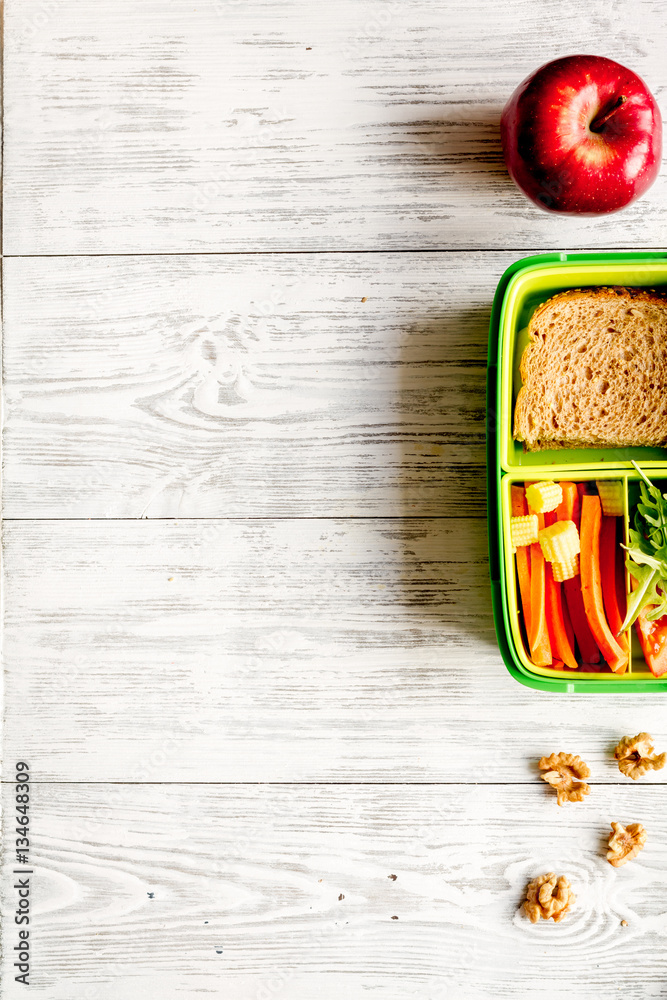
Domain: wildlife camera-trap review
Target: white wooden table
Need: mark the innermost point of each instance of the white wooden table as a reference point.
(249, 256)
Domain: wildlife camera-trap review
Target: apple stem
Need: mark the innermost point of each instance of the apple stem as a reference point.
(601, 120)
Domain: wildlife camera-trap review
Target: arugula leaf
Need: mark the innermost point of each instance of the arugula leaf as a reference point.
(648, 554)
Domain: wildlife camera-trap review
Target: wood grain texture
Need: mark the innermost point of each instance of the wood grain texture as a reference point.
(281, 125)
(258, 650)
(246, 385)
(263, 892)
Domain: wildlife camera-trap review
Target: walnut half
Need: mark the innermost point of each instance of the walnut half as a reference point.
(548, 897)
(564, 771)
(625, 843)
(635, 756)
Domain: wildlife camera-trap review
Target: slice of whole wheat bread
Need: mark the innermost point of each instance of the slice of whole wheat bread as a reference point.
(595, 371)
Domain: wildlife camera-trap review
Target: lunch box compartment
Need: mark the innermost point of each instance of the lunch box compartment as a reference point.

[Problem details]
Word for word, return the material above; the pictures stay out.

[Your response]
Domain: wildlife camera-trap review
Target: white wooden table
Need: mark the innermost point of each instance of the white wooden table as a reference point.
(249, 256)
Domain: wildlife camera-trap review
Target: apple stem
Need: mark the innermost point of each instance of the apple stem as a reference point.
(601, 120)
Domain: wildlife camera-trap review
Target: arugula leaf
Need: mark the innermost point of each instance of the arugula leaf as a reference point.
(648, 554)
Domain: wildlife camera-trap review
Target: wood grain texture
Need: mark the innermost point of each instance of the wood grain texture as a reference point.
(281, 125)
(258, 650)
(246, 385)
(263, 892)
Domain: wildlife camera-trap review
Target: walnut half
Need: mark the innermost point of each instance of the walnut half as a reference point.
(548, 897)
(564, 771)
(625, 843)
(635, 756)
Domain: wildlife camera-trap review
Target: slice of whole wheat bread
Need: mark the innermost point of each instance of the slice of whole wheat bread as a reference point.
(595, 371)
Domain: wildlife camera-trap review
Target: lunch box compartment
Need: mark the innermost point of each instance of the lunch box compartment as a reference point.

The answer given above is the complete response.